[Start of Attachment]
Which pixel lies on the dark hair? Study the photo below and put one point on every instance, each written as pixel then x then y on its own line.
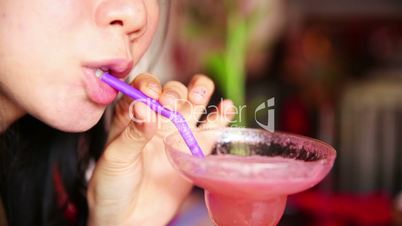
pixel 30 155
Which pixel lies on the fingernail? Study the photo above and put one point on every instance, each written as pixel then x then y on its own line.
pixel 155 87
pixel 199 93
pixel 172 95
pixel 171 99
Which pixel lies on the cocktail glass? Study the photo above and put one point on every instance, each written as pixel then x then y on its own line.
pixel 248 173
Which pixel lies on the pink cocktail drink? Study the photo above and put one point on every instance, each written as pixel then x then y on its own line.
pixel 249 173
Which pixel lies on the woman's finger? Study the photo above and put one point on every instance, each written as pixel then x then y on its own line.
pixel 199 93
pixel 173 95
pixel 146 83
pixel 223 115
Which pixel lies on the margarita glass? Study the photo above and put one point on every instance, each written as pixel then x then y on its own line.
pixel 248 173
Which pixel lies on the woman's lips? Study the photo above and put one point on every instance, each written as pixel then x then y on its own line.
pixel 98 91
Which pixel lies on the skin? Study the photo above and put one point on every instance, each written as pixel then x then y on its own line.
pixel 44 48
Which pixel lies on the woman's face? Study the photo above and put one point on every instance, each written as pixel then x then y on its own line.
pixel 50 49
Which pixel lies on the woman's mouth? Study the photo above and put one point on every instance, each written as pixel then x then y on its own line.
pixel 98 91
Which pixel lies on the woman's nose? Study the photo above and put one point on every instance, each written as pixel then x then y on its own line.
pixel 128 15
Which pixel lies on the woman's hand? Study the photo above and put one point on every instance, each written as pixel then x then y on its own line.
pixel 133 182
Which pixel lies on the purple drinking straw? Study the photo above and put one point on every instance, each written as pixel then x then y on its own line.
pixel 177 119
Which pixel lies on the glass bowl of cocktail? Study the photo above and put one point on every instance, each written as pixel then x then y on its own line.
pixel 247 174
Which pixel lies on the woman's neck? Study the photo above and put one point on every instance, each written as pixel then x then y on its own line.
pixel 9 112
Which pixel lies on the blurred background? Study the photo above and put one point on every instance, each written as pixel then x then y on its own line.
pixel 334 68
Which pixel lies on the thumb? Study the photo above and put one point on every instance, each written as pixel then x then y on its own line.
pixel 126 147
pixel 118 173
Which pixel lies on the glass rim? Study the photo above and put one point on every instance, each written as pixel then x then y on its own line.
pixel 331 151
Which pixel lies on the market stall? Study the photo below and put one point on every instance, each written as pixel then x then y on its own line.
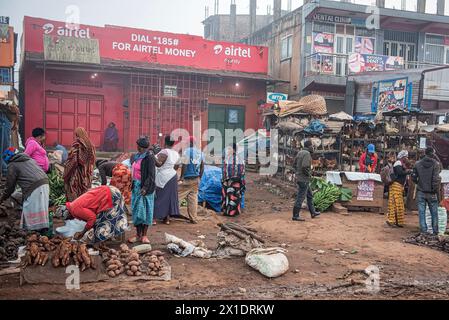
pixel 367 188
[End of Attachment]
:: What needs to be done ::
Return all the records exactly. Skip the pictures.

:: Exercise result ::
Which pixel lies on the dark hair? Study the photo below and put one point on every instance, each written as pixel then x then y on its own line.
pixel 30 155
Which pixel lies on the fingernail? Study the photo above and put one point on every instance, each written as pixel then x then y on its own line.
pixel 155 87
pixel 199 93
pixel 172 95
pixel 171 99
Which pixel lies on the cocktail glass? Study the photo above and put one point on every instance, each written as pixel then x then y on its own line.
pixel 248 173
Which pixel lies on the pink cocktail drink? Study the photo above and put one point on every instance, each written as pixel then x then y on its own line.
pixel 249 173
Which pixel lies on the woman's finger? Study the photo above and put one point on every instance, each written as pixel then x then y on its own line.
pixel 199 93
pixel 173 95
pixel 146 83
pixel 223 115
Which pixel lies on the margarita glass? Study the photo above and put one point on every instance, each written as pixel then x then y on its own line.
pixel 248 173
Which pixel lies on the woman's lips? Study the photo above and put one point on every instance, each written as pixel then x then y on its own line.
pixel 98 91
Which pixel lies on the skin? Study the photo above and put one point on every instance, each written as pixel then x then y on its own line.
pixel 44 48
Which pixel lies on the woman's face? Study the photo above and put one point on every instance, each written as pixel then x then y on its own line.
pixel 50 49
Which pixel lies on the woman's mouth? Study the photo above and put one point on every instance, each written as pixel then x then y on its own line.
pixel 98 91
Which pixel lies on the woman's nose? Study the photo above and put one point on every instance, each written as pixel then x then y on its own line.
pixel 128 15
Which pixel lies on the woman's hand? Study the photo above and put one point on every instance, each written as pixel then x then y on its own line.
pixel 133 182
Which pixel lies on the purple drinking straw? Study the photo above and put one point on every instance, each written as pixel then x then y on its own line.
pixel 177 119
Which pixel lies on the glass bowl of cocktail? Study the photo above and put one point on every instance, each written as pixel then x then y on its own line.
pixel 247 174
Which pixel lies on the woman's neck? Study the photo above and put one point on every instance, each written as pixel then x then y on its own line.
pixel 9 112
Which pixel lies on the blurred background? Study the photo above and put one point on every instance, each written as pixel then x then y on its own line.
pixel 334 68
Which pixel lies on the thumb? Study the photo above and put one point on every instance, each written as pixel then x then y on its own line.
pixel 126 147
pixel 118 173
Which pixel lies on the glass rim? Study the photo above and put one point on every instance, each written as pixel then x then y on its own line.
pixel 331 151
Which pixel lies on the market stall? Study the photo below and put one point on every instance, each written as pixel then x then y on its own line.
pixel 367 188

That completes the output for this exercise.